- WHAT IS REQUIRED -
Take from the records below each line that holds "window".

(Photo-based referring expression data)
★ ★ ★ ★ ★ ★ ★

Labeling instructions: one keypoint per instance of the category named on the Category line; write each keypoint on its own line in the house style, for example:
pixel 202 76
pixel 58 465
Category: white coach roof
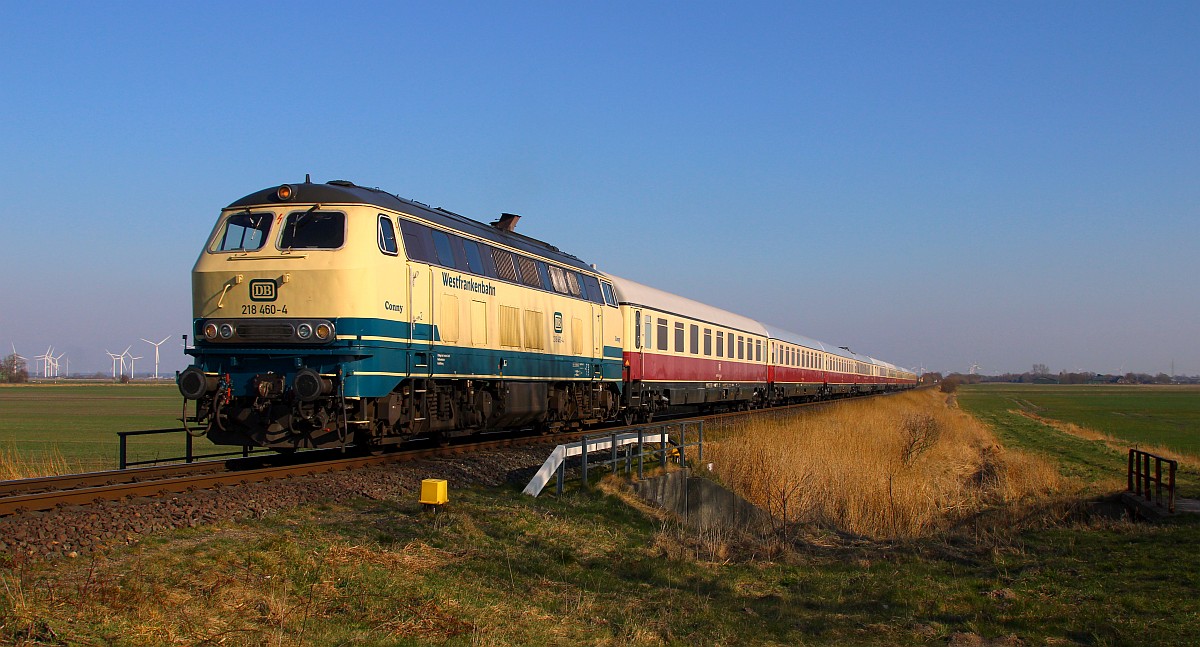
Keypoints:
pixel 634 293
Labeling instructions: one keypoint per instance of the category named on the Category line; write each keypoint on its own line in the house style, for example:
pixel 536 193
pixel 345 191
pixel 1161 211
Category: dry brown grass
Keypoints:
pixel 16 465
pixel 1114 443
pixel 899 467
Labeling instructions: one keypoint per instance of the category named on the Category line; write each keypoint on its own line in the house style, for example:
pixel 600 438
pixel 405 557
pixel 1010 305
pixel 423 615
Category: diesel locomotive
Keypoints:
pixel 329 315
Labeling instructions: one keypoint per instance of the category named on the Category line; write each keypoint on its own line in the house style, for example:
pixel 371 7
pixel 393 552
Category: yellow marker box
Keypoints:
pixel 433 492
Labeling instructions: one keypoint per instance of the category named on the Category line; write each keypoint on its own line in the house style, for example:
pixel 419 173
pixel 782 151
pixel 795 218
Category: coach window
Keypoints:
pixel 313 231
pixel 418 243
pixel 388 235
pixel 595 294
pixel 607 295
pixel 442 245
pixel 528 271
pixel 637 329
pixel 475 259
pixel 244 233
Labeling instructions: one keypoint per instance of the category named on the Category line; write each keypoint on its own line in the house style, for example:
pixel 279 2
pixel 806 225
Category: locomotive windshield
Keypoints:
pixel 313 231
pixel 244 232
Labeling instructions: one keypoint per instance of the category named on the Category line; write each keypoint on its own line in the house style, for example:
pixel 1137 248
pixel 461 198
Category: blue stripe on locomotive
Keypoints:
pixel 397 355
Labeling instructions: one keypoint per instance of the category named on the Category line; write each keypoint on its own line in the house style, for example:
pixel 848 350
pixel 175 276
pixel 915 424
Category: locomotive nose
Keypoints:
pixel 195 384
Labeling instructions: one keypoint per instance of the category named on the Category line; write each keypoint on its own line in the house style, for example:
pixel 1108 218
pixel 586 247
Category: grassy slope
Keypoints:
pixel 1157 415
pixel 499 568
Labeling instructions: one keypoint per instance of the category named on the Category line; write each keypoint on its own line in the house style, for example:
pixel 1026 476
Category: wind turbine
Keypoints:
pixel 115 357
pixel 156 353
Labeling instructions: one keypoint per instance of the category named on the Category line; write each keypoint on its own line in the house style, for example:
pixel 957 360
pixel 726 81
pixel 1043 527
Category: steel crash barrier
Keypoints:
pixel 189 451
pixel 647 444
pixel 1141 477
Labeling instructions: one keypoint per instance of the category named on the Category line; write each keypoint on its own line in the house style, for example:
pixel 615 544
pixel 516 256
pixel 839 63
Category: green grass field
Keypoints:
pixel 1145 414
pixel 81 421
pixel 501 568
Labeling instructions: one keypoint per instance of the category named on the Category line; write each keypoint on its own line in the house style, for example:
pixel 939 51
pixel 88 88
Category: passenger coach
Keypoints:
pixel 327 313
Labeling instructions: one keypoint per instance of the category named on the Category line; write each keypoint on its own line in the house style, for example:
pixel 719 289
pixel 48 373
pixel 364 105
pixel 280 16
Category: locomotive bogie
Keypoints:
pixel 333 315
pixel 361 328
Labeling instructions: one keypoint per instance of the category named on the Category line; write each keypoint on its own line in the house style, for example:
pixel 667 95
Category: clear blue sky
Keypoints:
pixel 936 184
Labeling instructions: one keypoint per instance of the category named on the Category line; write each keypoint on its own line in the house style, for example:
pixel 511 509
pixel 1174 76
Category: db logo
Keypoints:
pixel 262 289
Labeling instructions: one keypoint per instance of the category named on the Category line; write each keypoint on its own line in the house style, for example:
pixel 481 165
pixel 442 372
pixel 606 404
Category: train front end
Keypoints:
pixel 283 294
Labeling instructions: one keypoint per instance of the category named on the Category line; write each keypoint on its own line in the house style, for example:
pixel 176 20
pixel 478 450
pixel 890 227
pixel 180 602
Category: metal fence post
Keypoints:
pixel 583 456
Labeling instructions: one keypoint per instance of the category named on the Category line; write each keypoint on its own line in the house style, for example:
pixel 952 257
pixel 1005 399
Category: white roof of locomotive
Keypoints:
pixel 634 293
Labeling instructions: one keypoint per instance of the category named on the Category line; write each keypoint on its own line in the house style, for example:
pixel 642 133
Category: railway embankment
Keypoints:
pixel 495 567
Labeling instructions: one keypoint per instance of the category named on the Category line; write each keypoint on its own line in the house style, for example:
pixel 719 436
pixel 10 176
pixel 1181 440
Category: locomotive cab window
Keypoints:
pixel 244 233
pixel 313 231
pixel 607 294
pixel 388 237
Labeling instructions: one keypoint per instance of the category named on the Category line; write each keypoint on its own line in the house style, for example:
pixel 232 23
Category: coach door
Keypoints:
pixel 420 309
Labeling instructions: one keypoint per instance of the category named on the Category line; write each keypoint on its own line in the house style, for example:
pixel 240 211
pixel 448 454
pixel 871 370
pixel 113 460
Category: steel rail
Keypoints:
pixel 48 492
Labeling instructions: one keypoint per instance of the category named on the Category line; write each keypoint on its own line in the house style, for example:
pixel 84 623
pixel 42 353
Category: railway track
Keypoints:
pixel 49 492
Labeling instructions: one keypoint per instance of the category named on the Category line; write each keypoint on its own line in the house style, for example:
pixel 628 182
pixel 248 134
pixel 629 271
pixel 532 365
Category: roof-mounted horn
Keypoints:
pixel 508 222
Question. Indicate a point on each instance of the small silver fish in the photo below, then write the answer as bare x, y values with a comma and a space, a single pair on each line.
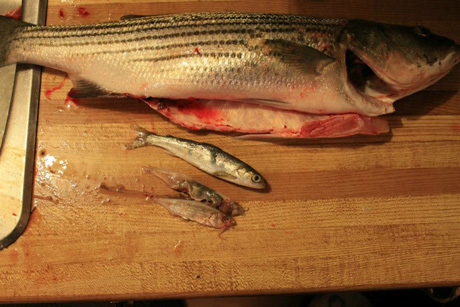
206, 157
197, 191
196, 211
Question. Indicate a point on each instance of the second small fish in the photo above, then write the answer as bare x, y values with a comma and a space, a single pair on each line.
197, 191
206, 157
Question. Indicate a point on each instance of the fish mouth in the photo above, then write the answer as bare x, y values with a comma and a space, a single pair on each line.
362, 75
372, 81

★ ★ ★ ★ ★ ★ ★

- ANSWER FOR THE TASK -
Category: coach window
Category: locomotive cab window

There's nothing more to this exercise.